[Source text]:
=== Begin Enclosure ===

W. Freinbichler and Prof. W. Linert et al. [19] developed a new fluorimetric method for detection of ROS, using terephthalic acid (H2TA) as a chemical trap. Formation of ROS like OH radicals can be detected by the ROS producing model reaction like the Fenton reaction [19] (Equation 1), whereby the non-fluorescent H2TA is hydroxylated to the excellent fluorophor TA-OH.
Fe 2 + + H 2 O 2 Fe 3 + + 2 OH ·
Hydroxylation of terephthalic acid occurs as presented in Scheme 2:
A big advantage of this system is that, apart from some minor fragmentation products, which occur in all aromatic hydroxylation processes, the symmetry of the molecule leads to only one hydroxylated product which in contrast to the (quasi) non fluorescent TA2− gives brilliant fluorescence.
Based on this system, we were able to develop the method of OH radical detection in human serum blood in patients with pathological schizophrenia.

2. Materials and Methods

To determine the number of OH radicals in human serum blood a RF-5301pc Spectrofluorophotometer Shimadzu (Germany) was used. The pH values of the solutions were monitored using a Theta’90, M-150 pH-meter (Czechia).

2. 1. Preparation of serum sample

During this study serum blood of 50 healthy males aged from 20 to 30 (without pathology) and 10 male patients aged from 23 to 42 with paranoid type of schizophrenia (clinical form) treated in psychiatric hospital was used. It is known schizophrenia affects men and women equally [3]. In this work only the male patients were chosen for investigation. During the experiment blood had been tested three times for 10 days. Before the experiments blood centrifuging had been carried out for 10 minutes at 1500 rpm [20].

=== End Enclosure ===

[Stored entries]:
=== Begin Enclosure ===

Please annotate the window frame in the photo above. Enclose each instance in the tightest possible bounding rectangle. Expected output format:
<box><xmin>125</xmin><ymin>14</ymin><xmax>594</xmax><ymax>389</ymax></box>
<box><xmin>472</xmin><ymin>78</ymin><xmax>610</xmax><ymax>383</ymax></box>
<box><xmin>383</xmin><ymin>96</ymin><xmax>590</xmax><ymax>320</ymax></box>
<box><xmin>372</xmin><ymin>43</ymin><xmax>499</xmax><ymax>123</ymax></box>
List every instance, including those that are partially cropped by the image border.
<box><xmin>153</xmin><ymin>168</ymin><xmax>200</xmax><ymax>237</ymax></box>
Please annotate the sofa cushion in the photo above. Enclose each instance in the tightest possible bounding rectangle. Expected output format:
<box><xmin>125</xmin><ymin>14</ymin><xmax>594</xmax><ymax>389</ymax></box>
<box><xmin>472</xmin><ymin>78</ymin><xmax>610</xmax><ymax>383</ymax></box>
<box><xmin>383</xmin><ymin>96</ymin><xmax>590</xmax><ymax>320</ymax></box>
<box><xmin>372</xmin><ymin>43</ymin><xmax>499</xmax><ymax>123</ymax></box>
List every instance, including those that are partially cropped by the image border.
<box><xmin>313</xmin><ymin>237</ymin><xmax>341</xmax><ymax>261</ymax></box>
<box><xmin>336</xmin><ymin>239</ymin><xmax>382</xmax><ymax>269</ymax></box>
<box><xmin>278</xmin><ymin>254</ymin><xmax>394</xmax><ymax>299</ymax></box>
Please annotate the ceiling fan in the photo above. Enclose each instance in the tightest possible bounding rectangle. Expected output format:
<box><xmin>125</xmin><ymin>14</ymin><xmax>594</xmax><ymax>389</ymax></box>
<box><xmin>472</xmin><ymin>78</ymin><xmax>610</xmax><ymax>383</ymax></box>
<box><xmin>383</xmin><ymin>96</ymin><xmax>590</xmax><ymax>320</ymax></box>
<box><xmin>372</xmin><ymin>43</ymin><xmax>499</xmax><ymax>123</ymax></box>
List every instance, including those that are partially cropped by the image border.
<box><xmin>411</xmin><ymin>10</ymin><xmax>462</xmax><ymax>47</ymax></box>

=== End Enclosure ===

[Problem]:
Using the text on detecting OH radicals in serum, answer these:
1. What compound serves as the chemical trap in the fluorimetric method?
2. Which instrument was used to determine the number of OH radicals in human serum blood?
3. For how long and at what speed was the blood centrifuged before the experiments?

[Solution for this problem]:
1. Terephthalic acid (H2TA).
2. An RF-5301pc Spectrofluorophotometer Shimadzu (Germany).
3. For 10 minutes at 1500 rpm.